● **TASK BRIEF**: Nothing in the records may be left out or altered; reproduce them all exactly.

● **DATA PROVIDED**:
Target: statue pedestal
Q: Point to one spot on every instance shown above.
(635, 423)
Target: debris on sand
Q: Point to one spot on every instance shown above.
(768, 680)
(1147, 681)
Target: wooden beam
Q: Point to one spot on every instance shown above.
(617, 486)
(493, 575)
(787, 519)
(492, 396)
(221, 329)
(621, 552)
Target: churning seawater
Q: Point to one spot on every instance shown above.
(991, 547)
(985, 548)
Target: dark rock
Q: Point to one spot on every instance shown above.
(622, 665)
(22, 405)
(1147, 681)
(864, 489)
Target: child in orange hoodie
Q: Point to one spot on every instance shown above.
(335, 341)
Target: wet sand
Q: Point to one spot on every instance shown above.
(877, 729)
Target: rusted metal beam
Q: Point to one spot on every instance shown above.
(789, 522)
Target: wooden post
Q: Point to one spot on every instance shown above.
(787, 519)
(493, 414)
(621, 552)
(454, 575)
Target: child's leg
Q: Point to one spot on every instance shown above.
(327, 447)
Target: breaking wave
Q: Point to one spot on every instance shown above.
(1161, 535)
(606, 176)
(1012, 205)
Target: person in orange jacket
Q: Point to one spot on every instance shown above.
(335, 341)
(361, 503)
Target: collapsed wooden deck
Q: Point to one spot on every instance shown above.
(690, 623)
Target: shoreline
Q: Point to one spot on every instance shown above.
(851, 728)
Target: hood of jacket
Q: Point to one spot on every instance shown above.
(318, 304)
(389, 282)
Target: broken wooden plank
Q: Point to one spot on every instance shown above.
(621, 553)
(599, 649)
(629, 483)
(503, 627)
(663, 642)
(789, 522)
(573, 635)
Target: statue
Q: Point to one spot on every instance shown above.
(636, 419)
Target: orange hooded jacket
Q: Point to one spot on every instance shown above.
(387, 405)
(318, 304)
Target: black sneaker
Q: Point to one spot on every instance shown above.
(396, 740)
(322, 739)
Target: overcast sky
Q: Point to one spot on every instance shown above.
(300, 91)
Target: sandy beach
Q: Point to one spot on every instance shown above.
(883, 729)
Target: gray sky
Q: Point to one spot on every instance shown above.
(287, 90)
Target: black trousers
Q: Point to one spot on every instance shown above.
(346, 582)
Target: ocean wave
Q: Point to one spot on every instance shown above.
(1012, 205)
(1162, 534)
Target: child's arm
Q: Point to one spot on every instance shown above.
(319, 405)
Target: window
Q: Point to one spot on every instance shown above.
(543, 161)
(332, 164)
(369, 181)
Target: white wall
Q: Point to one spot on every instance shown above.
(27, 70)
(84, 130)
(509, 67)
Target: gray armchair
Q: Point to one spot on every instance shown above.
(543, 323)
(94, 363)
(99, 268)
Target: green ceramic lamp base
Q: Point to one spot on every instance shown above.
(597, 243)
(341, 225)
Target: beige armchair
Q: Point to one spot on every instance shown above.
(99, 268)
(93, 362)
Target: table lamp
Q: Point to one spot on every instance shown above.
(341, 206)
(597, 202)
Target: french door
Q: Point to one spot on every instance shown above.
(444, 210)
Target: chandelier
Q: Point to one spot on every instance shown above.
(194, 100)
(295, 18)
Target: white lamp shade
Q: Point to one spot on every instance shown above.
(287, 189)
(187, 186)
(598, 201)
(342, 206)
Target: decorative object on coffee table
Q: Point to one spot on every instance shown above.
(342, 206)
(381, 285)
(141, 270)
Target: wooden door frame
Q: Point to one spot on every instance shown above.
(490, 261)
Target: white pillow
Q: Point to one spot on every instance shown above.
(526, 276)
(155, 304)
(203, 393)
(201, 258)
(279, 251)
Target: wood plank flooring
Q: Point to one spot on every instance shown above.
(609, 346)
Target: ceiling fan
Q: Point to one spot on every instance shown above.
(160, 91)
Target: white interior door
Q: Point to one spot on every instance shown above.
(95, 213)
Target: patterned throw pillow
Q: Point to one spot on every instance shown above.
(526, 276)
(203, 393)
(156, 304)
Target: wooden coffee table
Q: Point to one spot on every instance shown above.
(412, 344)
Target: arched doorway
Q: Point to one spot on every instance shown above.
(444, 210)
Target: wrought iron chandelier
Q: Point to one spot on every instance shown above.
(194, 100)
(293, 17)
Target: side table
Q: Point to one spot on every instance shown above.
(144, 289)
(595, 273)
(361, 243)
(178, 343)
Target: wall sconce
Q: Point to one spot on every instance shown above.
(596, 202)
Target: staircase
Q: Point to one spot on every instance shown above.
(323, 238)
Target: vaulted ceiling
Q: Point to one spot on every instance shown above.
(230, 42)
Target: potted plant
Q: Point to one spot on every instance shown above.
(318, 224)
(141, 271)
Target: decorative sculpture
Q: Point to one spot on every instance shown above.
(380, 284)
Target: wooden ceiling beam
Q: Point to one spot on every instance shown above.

● **RESPONSE TO THE TASK**:
Target: statue pedestal
Q: Point to one spot on every instance shown above.
(635, 423)
Target: debris on sand
Q: Point to one spot on every instance shown above.
(768, 680)
(1147, 681)
Target: wooden beam
Q: Point to one spot on every instance shown above.
(617, 486)
(493, 575)
(787, 519)
(492, 396)
(221, 329)
(621, 552)
Target: churning seawater
Q: Point to one spot on every instance shown above.
(991, 547)
(985, 548)
Target: dark rock
Q: Point to one spot on every instance shown above.
(622, 665)
(22, 405)
(1147, 681)
(864, 489)
Target: child in orange hoodie
Q: Point to one spot on every instance shown above.
(335, 341)
Target: wet sand
Q: Point to one spot on every instance shown above.
(877, 729)
Target: rusted metal beam
Q: Point to one spot on every instance shown above.
(789, 522)
Target: wooden post
Q: Point to one spot on every instance shown above.
(787, 519)
(493, 414)
(621, 552)
(454, 575)
Target: child's leg
Q: Point to one spot on every instance shown above.
(327, 447)
Target: breaking wave
Q: Point to one spot on every instance shown above.
(1161, 535)
(606, 176)
(1012, 205)
Target: person in orange jacket
Q: Point to one spot on every instance shown above.
(335, 341)
(361, 503)
Target: collapsed wooden deck
Q: Point to one spot on every instance shown above.
(690, 623)
Target: shoreline
Q: Point to one spot on every instance shown above.
(851, 728)
Target: hood of jacket
Q: Point to one spot on every instance shown above.
(318, 304)
(389, 282)
Target: broken wooden plank
Q: Point to one spot on every instance shown above.
(621, 553)
(599, 649)
(629, 483)
(503, 627)
(663, 642)
(789, 522)
(573, 635)
Target: statue
Q: Point to one spot on every instance shown above.
(636, 419)
Target: orange hooded jacket
Q: Point to one spot on every instance shown above.
(387, 405)
(318, 304)
Target: black sneaker
Q: Point to one spot on every instance shown above.
(396, 740)
(322, 739)
Target: overcast sky
Q: Point to one spot on every instance shown above.
(300, 91)
Target: sandy beach
Q: Point to one spot on every instance shown above.
(883, 729)
Target: gray sky
Q: Point to one spot on every instance shown above.
(287, 90)
Target: black trousers
Q: Point to one spot on every instance shown above.
(346, 582)
Target: ocean wave
Q: Point to one spot on every instance shown above.
(1012, 205)
(1162, 534)
Target: child's arm
Q: Point to one spot on every instance shown above.
(319, 405)
Target: window
Q: Point to one spot on every instance shown above.
(543, 161)
(332, 164)
(369, 181)
Target: white wall
Q: Point to one spot on every instance shown above.
(27, 70)
(84, 130)
(509, 67)
Target: gray armchair
Q: Point to one spot on every instance shown above.
(543, 323)
(94, 363)
(99, 268)
Target: green ceramic lamp base
Q: Point to one spot on every instance shown above.
(597, 243)
(341, 225)
Target: beige armchair
Q: Point to one spot on every instance shown above.
(99, 268)
(93, 362)
Target: table lamp
Q: Point to one spot on every instance shown above.
(341, 206)
(597, 202)
Target: french door
Q: Point to one spot on every instance shown above.
(444, 210)
Target: chandelier
Q: Point to one spot on every instance shown above.
(194, 100)
(295, 18)
Target: white lamp shade
Q: Point to one spot on every instance shown above.
(287, 189)
(187, 186)
(598, 201)
(342, 206)
Target: decorative object on coffee table
Q: Point to one spot on every instance shown above.
(342, 206)
(381, 285)
(141, 270)
Target: wooden door frame
Q: Point to one spot on every instance shown above.
(490, 261)
Target: white pillow
Q: Point to one spot on every instance shown above.
(526, 276)
(155, 304)
(203, 393)
(201, 258)
(279, 251)
Target: wood plank flooring
Q: Point to one spot on every instance shown above.
(609, 346)
Target: ceiling fan
Q: Point to one spot on every instance shown above.
(160, 91)
Target: white interior door
Q: Point to one spot on every instance shown above.
(95, 213)
Target: patterned throw pillow
Q: Point to one spot on every instance shown above.
(526, 276)
(203, 393)
(156, 304)
Target: wooden coffee table
Q: Point to one spot on every instance shown above.
(412, 344)
Target: arched doorway
Q: Point to one spot on every instance shown above.
(444, 210)
Target: wrought iron chandelier
Q: Point to one spot on every instance shown above.
(194, 100)
(293, 17)
Target: side table
Q: Point to one spot on every instance shown above.
(144, 289)
(595, 273)
(361, 243)
(178, 343)
Target: wall sconce
Q: Point to one spot on every instance shown above.
(596, 202)
Target: staircase
Q: Point to one spot on every instance shown above.
(323, 238)
Target: vaulted ceiling
Q: Point to one spot on every instance shown above.
(230, 42)
Target: potted plant
Q: Point to one spot on every instance shown above.
(318, 224)
(141, 271)
Target: decorative sculpture
Q: Point to one spot on every instance shown above.
(380, 284)
Target: wooden ceiling beam
Q: Point to one spot on every instance shown above.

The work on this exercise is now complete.